» **Passage shown**:
———

RE: Requesting WSDL Files

Arguably HTTP is based upon the semantics of REST.  Modelling a view of the world through generic verbs performing transfer of state representations is hardly limited to http.  One could argue that WS-RF is mostly REST compliant as it uses a constrained set of verbs.  

FWIW, there *always* seems to be a debate when using a generic verb set on how to get representation of the metadata.  The metadata is definitely a different resource so it needs either a new verb or URI.  I think the Semantic Web folks were debating about an MGET verb.

I like the idea of formally specifying an extension/feature/property that a service provider could put in their WSDL to say "do x to get metadata".  It has the classic bootstrap problem though.

———

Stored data

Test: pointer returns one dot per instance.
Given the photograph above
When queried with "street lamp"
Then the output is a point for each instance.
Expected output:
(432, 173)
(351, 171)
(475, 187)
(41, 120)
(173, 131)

———

» **What to do**:
1. Please edit the WSDL message between "FWIW, there *always*" and "bootstrap problem though.", inclusive, changing "metadata" to "descriptive data".
2. Using the WSDL message, decide whether each statement agrees with it: (a) WS-RF uses a constrained set of verbs. (b) The Semantic Web folks were debating an MPUT verb. (c) The metadata is the same resource as the thing it describes.
The records are material separate from the WSDL message.

» **Solutions to each task**:
1.
FWIW, there *always* seems to be a debate when using a generic verb set on how to get representation of the descriptive data.  The descriptive data is definitely a different resource so it needs either a new verb or URI.  I think the Semantic Web folks were debating about an MGET verb.

I like the idea of formally specifying an extension/feature/property that a service provider could put in their WSDL to say "do x to get descriptive data".  It has the classic bootstrap problem though.

2.
(a) Yes: "as it uses a constrained set of verbs."
(b) No: "I think the Semantic Web folks were debating about an MGET verb."
(c) No: "The metadata is definitely a different resource so it needs either a new verb or URI."